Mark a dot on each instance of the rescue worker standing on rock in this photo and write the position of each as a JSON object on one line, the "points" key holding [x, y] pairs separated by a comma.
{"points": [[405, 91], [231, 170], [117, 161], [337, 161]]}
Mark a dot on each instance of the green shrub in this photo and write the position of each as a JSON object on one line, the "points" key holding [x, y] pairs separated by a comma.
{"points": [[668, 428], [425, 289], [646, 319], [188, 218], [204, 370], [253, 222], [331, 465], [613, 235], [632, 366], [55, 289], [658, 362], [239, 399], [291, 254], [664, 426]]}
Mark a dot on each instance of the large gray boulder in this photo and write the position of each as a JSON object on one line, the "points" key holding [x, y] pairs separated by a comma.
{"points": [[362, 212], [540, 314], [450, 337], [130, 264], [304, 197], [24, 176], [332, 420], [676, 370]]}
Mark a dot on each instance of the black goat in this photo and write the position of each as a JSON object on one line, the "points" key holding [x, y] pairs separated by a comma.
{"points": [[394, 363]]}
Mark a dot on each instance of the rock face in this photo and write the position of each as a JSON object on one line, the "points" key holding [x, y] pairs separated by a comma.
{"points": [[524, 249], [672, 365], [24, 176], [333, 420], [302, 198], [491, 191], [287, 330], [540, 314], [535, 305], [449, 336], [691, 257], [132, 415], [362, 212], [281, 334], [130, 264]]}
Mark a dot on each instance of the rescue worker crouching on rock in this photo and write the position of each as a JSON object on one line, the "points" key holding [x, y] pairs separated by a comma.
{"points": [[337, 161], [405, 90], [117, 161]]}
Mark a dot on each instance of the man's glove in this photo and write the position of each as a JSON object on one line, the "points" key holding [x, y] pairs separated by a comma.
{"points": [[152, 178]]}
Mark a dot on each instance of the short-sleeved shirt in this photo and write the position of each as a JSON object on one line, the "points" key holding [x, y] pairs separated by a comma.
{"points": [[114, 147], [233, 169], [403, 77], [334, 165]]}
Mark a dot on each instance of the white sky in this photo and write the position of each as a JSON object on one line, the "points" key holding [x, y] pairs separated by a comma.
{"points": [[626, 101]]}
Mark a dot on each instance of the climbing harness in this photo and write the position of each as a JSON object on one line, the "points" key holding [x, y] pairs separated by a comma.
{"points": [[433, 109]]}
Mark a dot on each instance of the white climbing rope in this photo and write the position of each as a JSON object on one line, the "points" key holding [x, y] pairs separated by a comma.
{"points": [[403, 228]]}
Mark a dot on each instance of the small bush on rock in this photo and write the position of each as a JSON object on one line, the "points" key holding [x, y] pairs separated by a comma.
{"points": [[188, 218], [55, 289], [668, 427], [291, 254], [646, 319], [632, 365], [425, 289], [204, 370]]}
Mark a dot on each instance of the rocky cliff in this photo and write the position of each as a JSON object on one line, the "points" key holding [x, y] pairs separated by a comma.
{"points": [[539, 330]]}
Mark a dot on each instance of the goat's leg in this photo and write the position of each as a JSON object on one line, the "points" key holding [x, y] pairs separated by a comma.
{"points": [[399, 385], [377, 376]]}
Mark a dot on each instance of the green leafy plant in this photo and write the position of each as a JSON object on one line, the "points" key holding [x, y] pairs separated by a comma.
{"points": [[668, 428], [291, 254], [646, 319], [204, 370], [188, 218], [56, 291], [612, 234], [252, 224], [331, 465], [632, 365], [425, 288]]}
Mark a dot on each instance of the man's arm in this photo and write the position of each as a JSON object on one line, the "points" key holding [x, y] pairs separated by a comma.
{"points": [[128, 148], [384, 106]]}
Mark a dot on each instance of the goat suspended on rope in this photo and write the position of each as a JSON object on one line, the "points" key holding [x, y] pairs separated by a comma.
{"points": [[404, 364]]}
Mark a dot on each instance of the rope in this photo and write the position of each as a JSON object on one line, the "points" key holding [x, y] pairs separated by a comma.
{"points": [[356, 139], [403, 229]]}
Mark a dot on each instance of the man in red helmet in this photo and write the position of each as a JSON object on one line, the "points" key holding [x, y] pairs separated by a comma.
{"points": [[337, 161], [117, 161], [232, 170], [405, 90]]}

========================

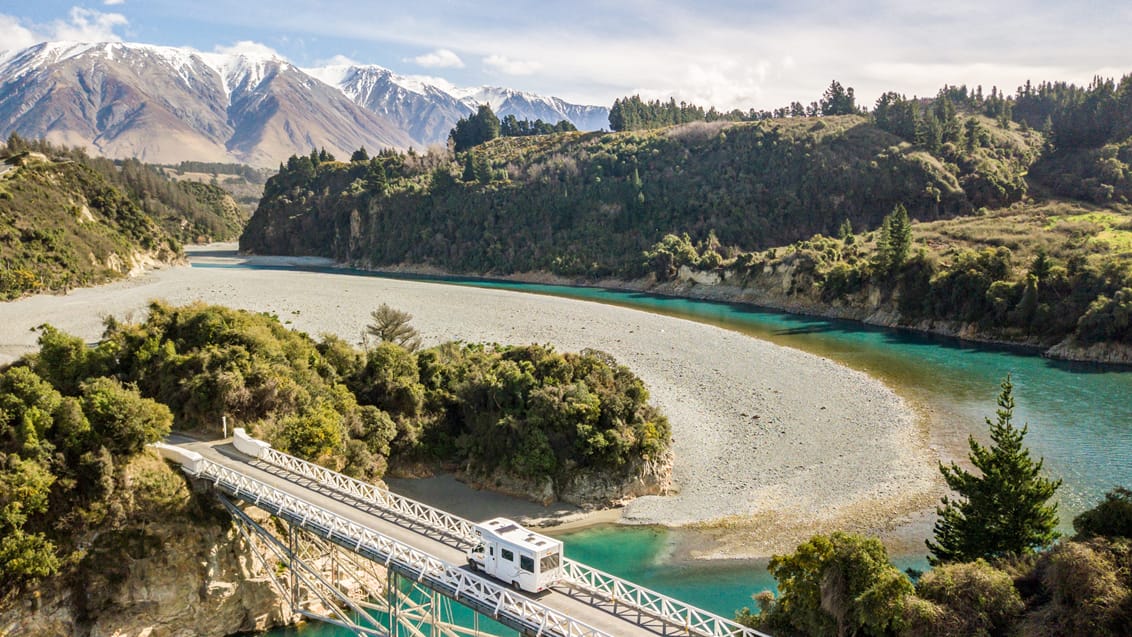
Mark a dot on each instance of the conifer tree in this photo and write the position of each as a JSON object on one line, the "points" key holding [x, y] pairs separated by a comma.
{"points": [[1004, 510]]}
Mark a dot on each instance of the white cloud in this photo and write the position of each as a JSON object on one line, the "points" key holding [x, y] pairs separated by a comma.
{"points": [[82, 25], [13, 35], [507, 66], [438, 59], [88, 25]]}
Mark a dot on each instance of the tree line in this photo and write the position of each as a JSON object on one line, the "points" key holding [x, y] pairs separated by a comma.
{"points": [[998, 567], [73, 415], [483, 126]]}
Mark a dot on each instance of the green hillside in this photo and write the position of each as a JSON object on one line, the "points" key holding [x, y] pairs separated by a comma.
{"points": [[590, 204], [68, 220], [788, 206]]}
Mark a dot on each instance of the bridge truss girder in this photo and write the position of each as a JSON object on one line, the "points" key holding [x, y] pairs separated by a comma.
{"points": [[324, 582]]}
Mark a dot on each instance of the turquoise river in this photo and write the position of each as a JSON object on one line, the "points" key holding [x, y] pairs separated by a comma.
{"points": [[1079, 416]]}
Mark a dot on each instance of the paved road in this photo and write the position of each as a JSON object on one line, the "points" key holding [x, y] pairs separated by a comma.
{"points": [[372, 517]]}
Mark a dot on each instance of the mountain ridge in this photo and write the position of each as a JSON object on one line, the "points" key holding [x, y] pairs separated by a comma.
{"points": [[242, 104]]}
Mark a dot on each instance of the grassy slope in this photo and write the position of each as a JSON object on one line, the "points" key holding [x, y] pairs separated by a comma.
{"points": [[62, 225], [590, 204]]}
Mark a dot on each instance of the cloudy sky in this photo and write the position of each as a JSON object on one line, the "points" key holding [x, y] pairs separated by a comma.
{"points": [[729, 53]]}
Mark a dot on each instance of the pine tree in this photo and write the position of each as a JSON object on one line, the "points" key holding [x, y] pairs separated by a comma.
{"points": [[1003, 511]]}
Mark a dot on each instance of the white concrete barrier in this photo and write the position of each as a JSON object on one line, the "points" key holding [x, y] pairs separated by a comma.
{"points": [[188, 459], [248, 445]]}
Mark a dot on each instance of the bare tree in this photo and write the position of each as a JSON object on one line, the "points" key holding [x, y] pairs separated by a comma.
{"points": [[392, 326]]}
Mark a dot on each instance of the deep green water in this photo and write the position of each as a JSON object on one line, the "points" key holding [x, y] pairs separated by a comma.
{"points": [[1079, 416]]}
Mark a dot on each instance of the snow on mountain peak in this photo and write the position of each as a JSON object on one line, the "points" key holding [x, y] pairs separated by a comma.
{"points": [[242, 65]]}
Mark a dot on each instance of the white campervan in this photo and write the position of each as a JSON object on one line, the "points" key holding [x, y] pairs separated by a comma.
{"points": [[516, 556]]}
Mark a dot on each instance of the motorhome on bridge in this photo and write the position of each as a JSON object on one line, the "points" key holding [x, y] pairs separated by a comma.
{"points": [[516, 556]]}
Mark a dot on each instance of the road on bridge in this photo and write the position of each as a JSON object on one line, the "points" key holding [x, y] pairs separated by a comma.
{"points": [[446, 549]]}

========================

GOAL >>
Please gather every line from the rows above that contains the string "worker", matching case exactly, and copy each of those lines in full.

SOLUTION >>
Mark a dot on each instance of the rescue worker standing on rock in this photo and write the position of each as a JSON object on one line, the "points" key holding [x, y] pairs separated by a comma.
Mark a dot on each instance of the rescue worker crouching on rock in this photo and write the position of each as a JSON object on one line, the "points" key holding [x, y] pairs separated by a comma.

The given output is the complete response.